CONSEGNA A:
Ripeti fedelmente la parte del brano sulla fioraia di Sarajevo che inizia con "Alla Ubik di" e prosegue fino a "amicizia e fratellanza.".

BRANO PROPOSTO:
━━━━━━━━━━━━━━━━━━━━

Alla Ubik di Varese la storia della fioraia di Sarajevo e degli altri cittadini travolti dalla guerra
Il fotoreporter Mario Boccia ha presentato il suo libro di illustrazioni che riproducono le tante istantanee scattate durante i giorni terribili di un conflitto che ha diviso comunità cresciute insieme
Un libro di foto “disegnate”, una storia adatto a tutti, bambini, adulti e anziani per raccontare una comunità, quella di Sarajevo, negli anni della guerra negli anni ’90. Quattro lunghi anni dove odio, vendetta, brutalità hanno dilagato laddove c’erano convivenza, amicizia e fratellanza.
A firmare il libro “La fioraia di Sarajevo” è stato Mario Boccia, fotoreporter, ospite alla libreria Ubik di Varese all’interno dl Festival [.
Attraverso l’obiettivo, Mario Boccia ha colto l’umanità travolta dal conflitto, sguardi, gesti, interni di case, scrigni di vite distorte e di speranza, di disperazione ma anche di crudeltà: «Non puoi raccontare uno scontro se non riporti i racconti di entrambi gli schieramenti, se non superi più volte la linea del fronte».

━━━━━━━━━━━━━━━━━━━━

DATI FORNITI:
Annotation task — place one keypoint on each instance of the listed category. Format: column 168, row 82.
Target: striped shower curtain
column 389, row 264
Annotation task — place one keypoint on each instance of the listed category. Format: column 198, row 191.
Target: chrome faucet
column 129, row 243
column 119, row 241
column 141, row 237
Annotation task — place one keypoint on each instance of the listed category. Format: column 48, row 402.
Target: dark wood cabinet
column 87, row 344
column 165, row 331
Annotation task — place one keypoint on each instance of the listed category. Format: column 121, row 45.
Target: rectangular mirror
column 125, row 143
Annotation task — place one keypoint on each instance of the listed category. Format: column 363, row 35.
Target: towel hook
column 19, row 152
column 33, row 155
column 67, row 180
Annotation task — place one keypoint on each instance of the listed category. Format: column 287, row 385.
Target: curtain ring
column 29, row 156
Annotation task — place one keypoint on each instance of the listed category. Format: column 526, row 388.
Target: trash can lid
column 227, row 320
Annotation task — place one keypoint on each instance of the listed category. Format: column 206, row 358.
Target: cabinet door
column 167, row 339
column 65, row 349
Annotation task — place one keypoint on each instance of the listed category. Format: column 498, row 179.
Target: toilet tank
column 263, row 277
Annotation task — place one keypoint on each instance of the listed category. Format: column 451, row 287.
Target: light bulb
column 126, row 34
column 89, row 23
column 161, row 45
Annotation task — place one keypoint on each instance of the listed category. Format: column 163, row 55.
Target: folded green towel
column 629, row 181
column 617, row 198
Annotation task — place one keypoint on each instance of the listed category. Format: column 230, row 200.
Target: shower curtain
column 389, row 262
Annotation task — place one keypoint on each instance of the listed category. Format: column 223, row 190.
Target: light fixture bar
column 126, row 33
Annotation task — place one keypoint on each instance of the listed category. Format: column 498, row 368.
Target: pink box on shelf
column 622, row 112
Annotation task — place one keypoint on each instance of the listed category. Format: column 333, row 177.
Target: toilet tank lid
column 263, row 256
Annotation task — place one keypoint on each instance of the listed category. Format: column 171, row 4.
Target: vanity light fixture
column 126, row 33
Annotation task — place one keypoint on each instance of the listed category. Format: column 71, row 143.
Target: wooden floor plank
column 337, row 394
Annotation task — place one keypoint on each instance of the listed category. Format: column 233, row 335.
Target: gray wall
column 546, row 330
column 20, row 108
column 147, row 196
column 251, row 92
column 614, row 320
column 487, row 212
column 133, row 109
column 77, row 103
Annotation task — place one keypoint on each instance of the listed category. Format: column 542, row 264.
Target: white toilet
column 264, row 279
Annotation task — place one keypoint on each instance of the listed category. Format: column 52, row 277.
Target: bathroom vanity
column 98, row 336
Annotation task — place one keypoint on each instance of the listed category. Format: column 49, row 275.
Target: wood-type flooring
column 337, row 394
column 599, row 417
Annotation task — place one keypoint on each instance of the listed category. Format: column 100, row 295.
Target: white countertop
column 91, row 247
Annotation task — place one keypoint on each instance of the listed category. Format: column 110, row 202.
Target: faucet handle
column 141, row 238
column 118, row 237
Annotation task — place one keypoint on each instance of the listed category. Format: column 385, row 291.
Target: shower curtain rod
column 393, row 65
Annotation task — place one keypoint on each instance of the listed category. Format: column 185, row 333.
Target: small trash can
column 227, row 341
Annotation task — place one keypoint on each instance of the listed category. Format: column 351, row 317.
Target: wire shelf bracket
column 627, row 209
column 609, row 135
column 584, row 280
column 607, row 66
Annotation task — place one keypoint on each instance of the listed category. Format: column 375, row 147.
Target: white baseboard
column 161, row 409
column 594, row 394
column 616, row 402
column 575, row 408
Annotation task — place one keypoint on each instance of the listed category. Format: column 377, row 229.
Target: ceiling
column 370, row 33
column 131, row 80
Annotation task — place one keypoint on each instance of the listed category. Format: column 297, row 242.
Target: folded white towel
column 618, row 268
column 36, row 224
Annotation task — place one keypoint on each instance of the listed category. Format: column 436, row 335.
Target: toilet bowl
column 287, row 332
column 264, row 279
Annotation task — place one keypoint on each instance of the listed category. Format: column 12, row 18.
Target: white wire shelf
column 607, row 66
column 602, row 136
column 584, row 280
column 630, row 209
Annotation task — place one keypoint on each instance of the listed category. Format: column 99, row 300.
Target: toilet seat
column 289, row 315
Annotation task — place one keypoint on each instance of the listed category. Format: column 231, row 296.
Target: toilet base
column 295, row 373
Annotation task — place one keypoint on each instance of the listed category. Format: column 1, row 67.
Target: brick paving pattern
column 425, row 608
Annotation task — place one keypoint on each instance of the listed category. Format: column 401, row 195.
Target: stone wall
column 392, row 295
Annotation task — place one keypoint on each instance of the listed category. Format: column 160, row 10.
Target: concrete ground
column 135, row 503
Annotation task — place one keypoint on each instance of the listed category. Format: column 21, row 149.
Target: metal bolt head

━━━━━━━━━━━━━━━━━━━━

CONSEGNA B:
Trasforma in una lista numerata le sole righe dell'elenco che vanno da quella con "375, row 147." fino a quella con "column 295, row 373", estremi compresi, tralasciando le righe vuote.

SOLUZIONE A:
Alla Ubik di Varese la storia della fioraia di Sarajevo e degli altri cittadini travolti dalla guerra
Il fotoreporter Mario Boccia ha presentato il suo libro di illustrazioni che riproducono le tante istantanee scattate durante i giorni terribili di un conflitto che ha diviso comunità cresciute insieme
Un libro di foto “disegnate”, una storia adatto a tutti, bambini, adulti e anziani per raccontare una comunità, quella di Sarajevo, negli anni della guerra negli anni ’90. Quattro lunghi anni dove odio, vendetta, brutalità hanno dilagato laddove c’erano convivenza, amicizia e fratellanza.

SOLUZIONE B:
1. Annotation task — place one keypoint on each instance of the listed category. Format: column 375, row 147.
2. Target: white baseboard
3. column 161, row 409
4. column 594, row 394
5. column 616, row 402
6. column 575, row 408
7. Annotation task — place one keypoint on each instance of the listed category. Format: column 377, row 229.
8. Target: ceiling
9. column 370, row 33
10. column 131, row 80
11. Annotation task — place one keypoint on each instance of the listed category. Format: column 297, row 242.
12. Target: folded white towel
13. column 618, row 268
14. column 36, row 224
15. Annotation task — place one keypoint on each instance of the listed category. Format: column 436, row 335.
16. Target: toilet bowl
17. column 287, row 332
18. column 264, row 279
19. Annotation task — place one keypoint on each instance of the listed category. Format: column 12, row 18.
20. Target: white wire shelf
21. column 607, row 66
22. column 602, row 136
23. column 584, row 280
24. column 630, row 209
25. Annotation task — place one keypoint on each instance of the listed category. Format: column 99, row 300.
26. Target: toilet seat
27. column 289, row 315
28. Annotation task — place one keypoint on each instance of the listed category. Format: column 231, row 296.
29. Target: toilet base
30. column 295, row 373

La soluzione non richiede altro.